*** Opening of RECORDS FOR THIS TASK ***

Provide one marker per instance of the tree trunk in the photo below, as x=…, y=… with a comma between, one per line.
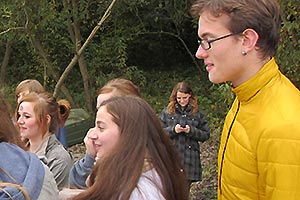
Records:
x=79, y=52
x=5, y=62
x=39, y=48
x=81, y=60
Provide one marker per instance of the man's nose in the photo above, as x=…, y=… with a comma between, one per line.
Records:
x=201, y=53
x=93, y=134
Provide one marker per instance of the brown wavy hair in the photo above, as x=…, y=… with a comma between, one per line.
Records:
x=183, y=87
x=116, y=175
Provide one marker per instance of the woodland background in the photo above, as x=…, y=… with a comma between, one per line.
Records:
x=151, y=43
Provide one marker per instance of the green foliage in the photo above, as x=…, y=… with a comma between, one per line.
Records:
x=289, y=49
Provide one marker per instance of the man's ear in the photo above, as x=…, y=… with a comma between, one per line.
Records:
x=48, y=117
x=249, y=41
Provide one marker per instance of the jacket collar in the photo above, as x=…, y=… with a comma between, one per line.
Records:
x=251, y=87
x=187, y=109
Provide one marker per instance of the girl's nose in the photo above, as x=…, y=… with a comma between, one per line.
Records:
x=92, y=134
x=20, y=120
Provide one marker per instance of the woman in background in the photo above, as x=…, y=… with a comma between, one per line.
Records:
x=186, y=125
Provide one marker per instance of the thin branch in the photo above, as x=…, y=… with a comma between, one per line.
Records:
x=77, y=55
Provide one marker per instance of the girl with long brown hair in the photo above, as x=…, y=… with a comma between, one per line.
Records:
x=136, y=159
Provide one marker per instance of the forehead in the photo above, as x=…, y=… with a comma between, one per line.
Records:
x=103, y=97
x=211, y=25
x=102, y=114
x=181, y=94
x=26, y=107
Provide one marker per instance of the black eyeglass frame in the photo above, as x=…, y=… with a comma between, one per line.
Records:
x=203, y=46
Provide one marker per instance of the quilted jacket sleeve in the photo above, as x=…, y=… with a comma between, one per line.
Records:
x=278, y=156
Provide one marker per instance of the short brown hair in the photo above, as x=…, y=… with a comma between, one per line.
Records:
x=263, y=16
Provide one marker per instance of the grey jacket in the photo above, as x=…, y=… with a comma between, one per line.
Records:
x=25, y=169
x=57, y=158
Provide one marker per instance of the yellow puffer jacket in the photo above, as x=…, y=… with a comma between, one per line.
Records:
x=259, y=156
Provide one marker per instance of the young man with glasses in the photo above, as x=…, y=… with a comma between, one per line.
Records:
x=259, y=155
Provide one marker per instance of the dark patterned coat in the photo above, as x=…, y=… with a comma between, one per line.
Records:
x=188, y=144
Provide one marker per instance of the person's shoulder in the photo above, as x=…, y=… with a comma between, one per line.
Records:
x=149, y=187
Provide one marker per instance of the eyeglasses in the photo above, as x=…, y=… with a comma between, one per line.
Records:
x=206, y=44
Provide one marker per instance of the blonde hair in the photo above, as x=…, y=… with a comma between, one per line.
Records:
x=30, y=85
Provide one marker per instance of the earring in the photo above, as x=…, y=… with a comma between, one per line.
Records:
x=244, y=53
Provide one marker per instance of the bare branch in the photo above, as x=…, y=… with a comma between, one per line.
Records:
x=88, y=40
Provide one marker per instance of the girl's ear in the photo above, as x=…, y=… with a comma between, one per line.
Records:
x=48, y=117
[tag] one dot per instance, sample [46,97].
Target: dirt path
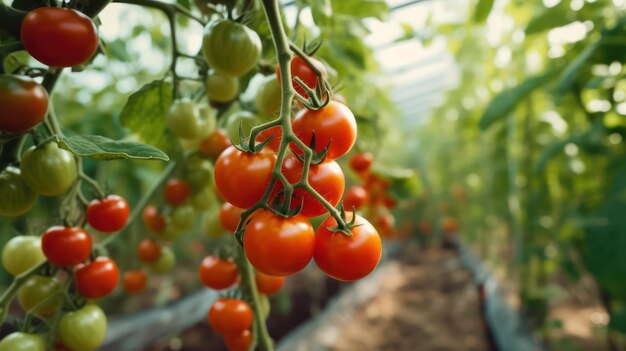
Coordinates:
[431,304]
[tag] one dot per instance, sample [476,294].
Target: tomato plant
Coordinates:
[97,278]
[267,234]
[334,126]
[230,316]
[108,215]
[83,329]
[24,103]
[59,37]
[347,258]
[22,253]
[231,48]
[66,246]
[218,273]
[242,177]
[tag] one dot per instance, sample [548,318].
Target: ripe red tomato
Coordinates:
[153,219]
[176,191]
[97,279]
[148,251]
[276,132]
[279,246]
[24,103]
[347,258]
[218,273]
[361,161]
[268,284]
[334,124]
[229,216]
[230,316]
[59,37]
[355,197]
[242,177]
[134,282]
[214,144]
[66,246]
[239,342]
[108,215]
[326,178]
[301,69]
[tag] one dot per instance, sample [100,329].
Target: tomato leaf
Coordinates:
[145,111]
[101,148]
[505,102]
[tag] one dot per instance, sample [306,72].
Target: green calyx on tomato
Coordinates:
[21,254]
[83,329]
[24,103]
[17,197]
[231,48]
[49,170]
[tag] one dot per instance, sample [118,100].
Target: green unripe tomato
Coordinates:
[240,118]
[22,253]
[267,100]
[183,217]
[49,170]
[165,263]
[19,341]
[83,329]
[221,88]
[38,289]
[204,200]
[183,119]
[17,197]
[231,48]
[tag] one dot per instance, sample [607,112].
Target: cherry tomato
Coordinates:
[275,132]
[24,103]
[218,273]
[355,198]
[97,279]
[17,197]
[231,48]
[108,215]
[176,191]
[134,282]
[230,316]
[242,177]
[229,216]
[22,253]
[347,258]
[48,170]
[59,37]
[165,263]
[279,246]
[239,342]
[83,329]
[66,246]
[268,284]
[268,97]
[361,161]
[300,69]
[19,341]
[214,144]
[35,291]
[148,251]
[333,125]
[221,88]
[153,219]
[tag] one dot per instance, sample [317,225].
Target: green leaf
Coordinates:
[144,114]
[567,77]
[483,8]
[506,101]
[101,148]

*** Close of RECORDS FOR THIS TASK ***

■ TASK STATEMENT ■
The full set of entries should be transcribed exactly, pictures left aside.

■ ANSWER ■
Provide one marker per instance of the tree trunk in the photo below, as x=…, y=… with a comma between, one per line.
Records:
x=79, y=52
x=5, y=62
x=39, y=48
x=81, y=60
Provide one marker per instance of the man's nose in the photo above, as x=…, y=… with a comma between, one per line.
Records:
x=201, y=53
x=93, y=134
Provide one marker per instance of the brown wavy hair in the photo above, as x=…, y=… with a comma between, one per line.
Records:
x=183, y=87
x=116, y=175
Provide one marker per instance of the woodland background in the photo above, as x=…, y=… with a comma between, one per line.
Records:
x=151, y=43
Provide one marker per instance of the green foliage in the photo above, as x=…, y=… with a comma between, one per line.
Records:
x=289, y=49
Provide one marker per instance of the man's ear in the photo above, as x=…, y=… with a comma between, one per line.
Records:
x=48, y=117
x=249, y=41
Provide one marker per instance of the jacket collar in the photo above, as x=…, y=… with a comma between, one per line.
Records:
x=251, y=87
x=187, y=109
Provide one marker per instance of the girl's nose in the photo above, as x=…, y=… with a comma between, one per line.
Records:
x=92, y=134
x=20, y=120
Provide one marker per instance of the woman in background in the photo above, as x=…, y=… with a comma between, one per line.
Records:
x=186, y=125
Provide one marker per instance of the thin branch in the photo above, as x=…, y=… with a comma between, one per line.
Records:
x=77, y=55
Provide one marker per instance of the girl with long brown hair in the photo above, as x=…, y=… with a comma between, one per line.
Records:
x=136, y=159
Provide one marker per instance of the forehead in the photo above, as x=…, y=… with a comma between, one per line.
Records:
x=103, y=97
x=211, y=25
x=102, y=114
x=181, y=94
x=26, y=107
Provide one marker per instance of the black eyeglass frame in the photo above, as x=…, y=… with a comma between, one per line.
Records:
x=203, y=46
Provide one marker per instance of the quilted jacket sleeve in the photo above, as x=…, y=… with a comma between, one per line.
Records:
x=278, y=156
Provide one marker per instance of the short brown hair in the photo above, as x=…, y=… with a comma between, one per line.
Records:
x=263, y=16
Provide one marker per instance of the grey jacket in the photo above, as x=…, y=… with a comma between, one per line.
Records:
x=25, y=169
x=57, y=158
Provide one marker per instance of the yellow puffer jacket in the photo above, as x=…, y=… with a comma between, one per line.
Records:
x=259, y=156
Provide one marker per instance of the young man with glasses in the photo above, as x=…, y=… with a comma between, one per line.
Records:
x=259, y=155
Provide one marker per instance of the dark patterned coat in the photo above, as x=…, y=… with a comma between, one per line.
Records:
x=188, y=144
Provide one marker per instance of the person's shoulder in the photo above, as x=…, y=… with a comma between, one per line.
Records:
x=149, y=187
Provide one marker per instance of the eyeglasses in the photo above, as x=…, y=… with a comma between, one per line.
Records:
x=206, y=44
Provide one marker per instance of the blonde hair in the photo above, as x=…, y=… with a comma between, one per line.
Records:
x=30, y=85
Provide one marker per instance of the earring in the photo above, as x=…, y=… with a comma between, one per line.
Records:
x=244, y=53
Provide one marker per instance of the bare branch in the photo above, as x=…, y=… with a comma between, one per line.
Records:
x=88, y=40
Provide one marker per instance of the girl's ear in the photo above, as x=…, y=… with a comma between, one per line.
Records:
x=48, y=117
[tag] one dot per instance, sample [46,97].
Target: dirt path
Coordinates:
[431,304]
[tag] one dot per instance, sample [476,294].
Target: tomato plant
Coordinates:
[97,278]
[267,234]
[334,126]
[230,316]
[108,215]
[83,329]
[24,103]
[59,37]
[347,258]
[22,253]
[231,48]
[66,246]
[218,273]
[242,177]
[tag] one dot per instance, sample [548,318].
Target: ripe red tomato
Coordinates:
[153,219]
[176,191]
[97,279]
[148,251]
[276,132]
[279,246]
[24,103]
[347,258]
[218,273]
[361,161]
[268,284]
[334,124]
[229,216]
[230,316]
[59,37]
[355,197]
[242,177]
[134,282]
[214,144]
[66,246]
[239,342]
[108,215]
[326,178]
[301,69]
[tag] one dot per instance, sample [100,329].
Target: tomato leaf
Coordinates:
[145,111]
[101,148]
[505,102]
[tag] one dot per instance, sample [306,72].
Target: green calyx on tomato
Coordinates:
[21,254]
[83,329]
[24,103]
[17,197]
[231,48]
[49,170]
[tag] one dot per instance, sample [118,100].
Target: green unripe tomato
Coordinates:
[240,118]
[22,253]
[267,100]
[183,217]
[49,170]
[165,263]
[19,341]
[83,329]
[221,88]
[38,289]
[204,200]
[183,119]
[17,197]
[231,48]
[tag] one dot per instance, sample [607,112].
Target: cherry tomato
Coordinates:
[275,132]
[24,103]
[218,273]
[355,198]
[97,279]
[17,197]
[231,48]
[108,215]
[176,191]
[134,282]
[230,316]
[242,177]
[229,216]
[22,253]
[347,258]
[48,170]
[59,37]
[165,263]
[279,246]
[239,342]
[83,329]
[66,246]
[268,284]
[268,97]
[361,161]
[300,69]
[19,341]
[214,144]
[35,291]
[148,251]
[333,125]
[221,88]
[153,219]
[tag] one dot per instance, sample [317,225].
Target: green leaf
Coordinates:
[144,114]
[567,77]
[483,8]
[506,101]
[101,148]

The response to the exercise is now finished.